── Extracted information
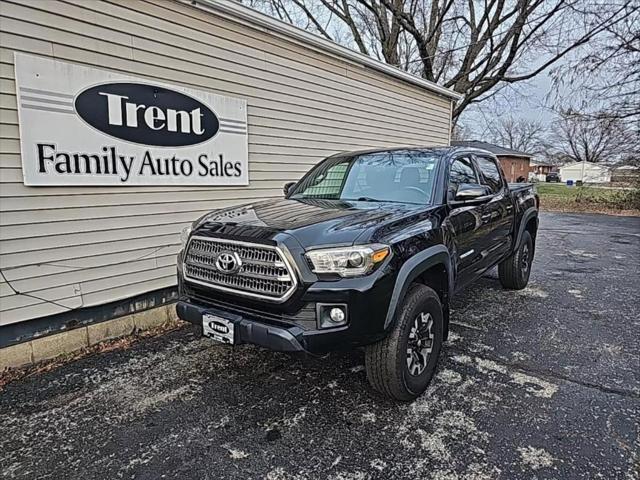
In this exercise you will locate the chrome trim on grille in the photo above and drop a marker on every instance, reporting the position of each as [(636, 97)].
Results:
[(264, 268)]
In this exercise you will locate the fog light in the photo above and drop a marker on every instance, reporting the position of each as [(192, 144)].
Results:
[(331, 315), (337, 315)]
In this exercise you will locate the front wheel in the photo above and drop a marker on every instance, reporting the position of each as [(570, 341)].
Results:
[(514, 271), (402, 364)]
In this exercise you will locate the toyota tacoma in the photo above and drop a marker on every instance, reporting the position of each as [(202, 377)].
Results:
[(366, 250)]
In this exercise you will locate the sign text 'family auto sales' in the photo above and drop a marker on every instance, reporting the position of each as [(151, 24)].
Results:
[(85, 126)]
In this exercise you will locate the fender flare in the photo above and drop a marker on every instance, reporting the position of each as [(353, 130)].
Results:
[(412, 268), (529, 213)]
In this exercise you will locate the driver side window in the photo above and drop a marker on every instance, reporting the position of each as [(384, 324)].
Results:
[(461, 171)]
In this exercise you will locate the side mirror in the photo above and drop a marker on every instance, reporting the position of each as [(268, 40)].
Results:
[(468, 192), (288, 187)]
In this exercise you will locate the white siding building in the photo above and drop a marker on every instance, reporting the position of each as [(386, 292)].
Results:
[(585, 172), (67, 250)]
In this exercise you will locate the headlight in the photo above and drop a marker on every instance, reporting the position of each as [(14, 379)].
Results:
[(184, 237), (348, 261)]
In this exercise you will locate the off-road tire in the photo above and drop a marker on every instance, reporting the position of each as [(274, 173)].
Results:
[(386, 361), (514, 271)]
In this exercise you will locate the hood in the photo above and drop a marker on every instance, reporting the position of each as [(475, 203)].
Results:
[(311, 222)]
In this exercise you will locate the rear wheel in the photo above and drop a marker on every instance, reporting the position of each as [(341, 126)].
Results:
[(514, 271), (402, 365)]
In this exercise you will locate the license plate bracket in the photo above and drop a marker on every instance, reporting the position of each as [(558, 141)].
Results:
[(218, 328)]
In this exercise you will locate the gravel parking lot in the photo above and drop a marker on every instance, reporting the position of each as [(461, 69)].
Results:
[(541, 383)]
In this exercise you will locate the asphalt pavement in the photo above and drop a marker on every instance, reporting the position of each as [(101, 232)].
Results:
[(540, 383)]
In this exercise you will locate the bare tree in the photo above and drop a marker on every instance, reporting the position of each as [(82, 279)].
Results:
[(607, 74), (587, 138), (473, 47), (518, 134)]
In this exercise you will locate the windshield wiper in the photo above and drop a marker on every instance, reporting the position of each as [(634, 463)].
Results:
[(364, 199)]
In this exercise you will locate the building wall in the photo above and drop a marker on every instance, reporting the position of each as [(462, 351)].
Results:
[(515, 167), (71, 247), (585, 172)]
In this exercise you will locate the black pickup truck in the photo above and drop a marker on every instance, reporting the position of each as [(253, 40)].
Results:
[(366, 250)]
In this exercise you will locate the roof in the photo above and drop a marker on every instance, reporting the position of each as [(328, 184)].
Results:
[(495, 149), (236, 10)]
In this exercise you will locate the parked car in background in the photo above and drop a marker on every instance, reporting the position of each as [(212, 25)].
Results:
[(366, 250), (553, 177)]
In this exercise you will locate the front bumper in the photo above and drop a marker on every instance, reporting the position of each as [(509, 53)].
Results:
[(248, 331), (293, 325)]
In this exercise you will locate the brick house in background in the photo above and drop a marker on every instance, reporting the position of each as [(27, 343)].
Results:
[(514, 163)]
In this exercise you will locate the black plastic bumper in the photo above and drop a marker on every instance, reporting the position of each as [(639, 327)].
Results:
[(283, 339)]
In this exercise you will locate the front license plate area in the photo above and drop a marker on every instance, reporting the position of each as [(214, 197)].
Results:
[(218, 328)]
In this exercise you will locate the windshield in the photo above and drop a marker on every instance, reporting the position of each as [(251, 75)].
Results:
[(402, 176)]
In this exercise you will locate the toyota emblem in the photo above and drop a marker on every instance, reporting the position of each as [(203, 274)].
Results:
[(228, 262)]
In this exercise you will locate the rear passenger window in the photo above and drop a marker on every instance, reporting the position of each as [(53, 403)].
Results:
[(461, 171), (490, 174)]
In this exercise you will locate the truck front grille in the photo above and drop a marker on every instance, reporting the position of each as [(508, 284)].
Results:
[(263, 271)]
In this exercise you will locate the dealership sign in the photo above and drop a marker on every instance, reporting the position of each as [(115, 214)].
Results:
[(85, 126)]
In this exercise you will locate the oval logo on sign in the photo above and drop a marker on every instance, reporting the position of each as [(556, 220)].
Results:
[(146, 114)]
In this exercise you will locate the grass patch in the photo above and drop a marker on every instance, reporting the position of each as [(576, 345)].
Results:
[(588, 198)]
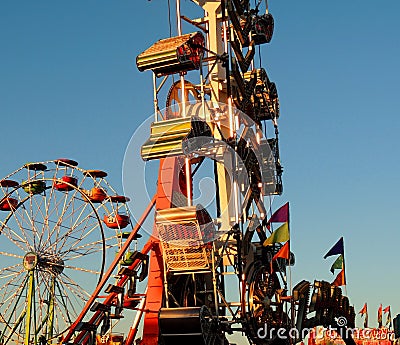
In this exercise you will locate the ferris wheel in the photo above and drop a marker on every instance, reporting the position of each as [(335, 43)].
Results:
[(57, 223)]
────
== What is needed ==
Copy each line from the data that features the string "side".

== Answer for the task ==
In this exercise you will locate the driver side window in the photo above and drop a marker on every instance, reporting the position of each as [(384, 324)].
In this exercise you will locate the side mirror in the photo above and drop a marker on every instance, reporting the position of each as [(268, 40)].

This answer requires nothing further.